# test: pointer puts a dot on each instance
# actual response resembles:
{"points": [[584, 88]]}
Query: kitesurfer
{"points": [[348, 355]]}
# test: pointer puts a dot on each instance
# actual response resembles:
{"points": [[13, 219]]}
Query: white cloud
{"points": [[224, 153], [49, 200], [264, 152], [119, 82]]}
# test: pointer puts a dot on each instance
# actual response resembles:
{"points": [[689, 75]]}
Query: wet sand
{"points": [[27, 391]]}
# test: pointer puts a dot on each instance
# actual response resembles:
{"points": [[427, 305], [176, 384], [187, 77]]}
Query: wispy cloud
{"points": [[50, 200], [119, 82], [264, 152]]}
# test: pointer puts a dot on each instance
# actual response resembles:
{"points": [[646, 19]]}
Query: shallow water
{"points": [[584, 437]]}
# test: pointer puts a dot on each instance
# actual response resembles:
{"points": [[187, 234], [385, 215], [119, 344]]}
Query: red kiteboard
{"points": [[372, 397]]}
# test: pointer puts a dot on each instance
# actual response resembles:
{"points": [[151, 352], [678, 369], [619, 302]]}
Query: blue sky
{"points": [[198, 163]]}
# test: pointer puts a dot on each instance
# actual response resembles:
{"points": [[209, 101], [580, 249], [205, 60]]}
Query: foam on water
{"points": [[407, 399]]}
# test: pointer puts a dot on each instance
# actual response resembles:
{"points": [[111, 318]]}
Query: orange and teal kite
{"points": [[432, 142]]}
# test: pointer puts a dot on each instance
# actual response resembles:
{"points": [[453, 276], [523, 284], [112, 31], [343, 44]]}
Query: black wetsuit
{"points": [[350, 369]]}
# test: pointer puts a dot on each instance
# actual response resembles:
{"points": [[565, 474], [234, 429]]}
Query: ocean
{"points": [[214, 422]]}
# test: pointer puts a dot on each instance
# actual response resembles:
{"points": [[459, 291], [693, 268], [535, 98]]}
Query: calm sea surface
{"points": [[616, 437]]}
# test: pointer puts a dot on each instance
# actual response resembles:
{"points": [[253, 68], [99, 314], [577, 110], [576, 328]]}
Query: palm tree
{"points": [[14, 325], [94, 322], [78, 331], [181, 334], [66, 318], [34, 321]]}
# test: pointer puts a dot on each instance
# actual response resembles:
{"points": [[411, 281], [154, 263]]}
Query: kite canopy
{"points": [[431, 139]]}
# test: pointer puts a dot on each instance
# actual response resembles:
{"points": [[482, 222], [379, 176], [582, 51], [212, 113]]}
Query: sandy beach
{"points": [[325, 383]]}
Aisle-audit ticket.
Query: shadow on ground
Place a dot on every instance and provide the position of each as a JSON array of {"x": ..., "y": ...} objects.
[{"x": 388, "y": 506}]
───
GIVEN PROBLEM: Copy each line of the data above without altering a single character.

WORKED SOLUTION:
# test: pointer puts a dot on each instance
# actual response resembles:
{"points": [[584, 88]]}
Query: kitesurfer
{"points": [[348, 355]]}
# test: pointer puts a dot on each instance
# actual response resembles:
{"points": [[13, 219]]}
Query: white cloud
{"points": [[224, 153], [49, 200], [264, 152], [119, 82]]}
# test: pointer puts a dot on each instance
# actual response resembles:
{"points": [[689, 75]]}
Query: wet sand
{"points": [[27, 391]]}
# test: pointer puts a dot on each instance
# actual response resembles:
{"points": [[427, 305], [176, 384], [187, 77]]}
Query: wispy cloud
{"points": [[50, 200], [119, 82], [264, 152]]}
# test: pointer puts a dot on each instance
# actual response resembles:
{"points": [[646, 19]]}
Query: shallow water
{"points": [[584, 437]]}
# test: pointer puts a dot on each instance
# actual response resembles:
{"points": [[187, 234], [385, 215], [119, 344]]}
Query: red kiteboard
{"points": [[372, 397]]}
# test: pointer puts a dot on each instance
# actual response resembles:
{"points": [[151, 352], [678, 369], [619, 302]]}
Query: blue sky
{"points": [[198, 163]]}
# test: pointer puts a dot on each instance
# actual response resembles:
{"points": [[209, 101], [580, 249], [205, 60]]}
Query: foam on water
{"points": [[407, 399]]}
# test: pointer puts a dot on each instance
# actual response resembles:
{"points": [[111, 318]]}
Query: orange and teal kite
{"points": [[432, 142]]}
# test: pointer puts a dot on each instance
# actual response resembles:
{"points": [[453, 276], [523, 284], [112, 31], [343, 44]]}
Query: black wetsuit
{"points": [[350, 369]]}
# test: pointer puts a dot on each instance
# actual response resembles:
{"points": [[565, 474], [234, 429]]}
Query: ocean
{"points": [[214, 422]]}
# test: pointer puts a dot on each instance
# actual response resembles:
{"points": [[459, 291], [693, 268], [535, 98]]}
Query: calm sea surface
{"points": [[616, 437]]}
# test: pointer puts a dot on each instance
# actual response resembles:
{"points": [[253, 68], [99, 314], [577, 110], [576, 328]]}
Query: palm tree
{"points": [[14, 325], [94, 322], [78, 331], [181, 334], [66, 318], [34, 321]]}
# test: pointer puts a dot on each instance
# actual response resembles:
{"points": [[411, 281], [154, 263]]}
Query: kite canopy
{"points": [[431, 139]]}
# test: pointer puts a dot on each instance
# actual response resembles:
{"points": [[482, 222], [379, 176], [582, 51], [212, 113]]}
Query: sandy beach
{"points": [[325, 383]]}
Aisle-audit ticket.
Query: shadow on ground
Place a dot on every instance and provide the position of each as a JSON array of {"x": ..., "y": ...} objects.
[{"x": 388, "y": 506}]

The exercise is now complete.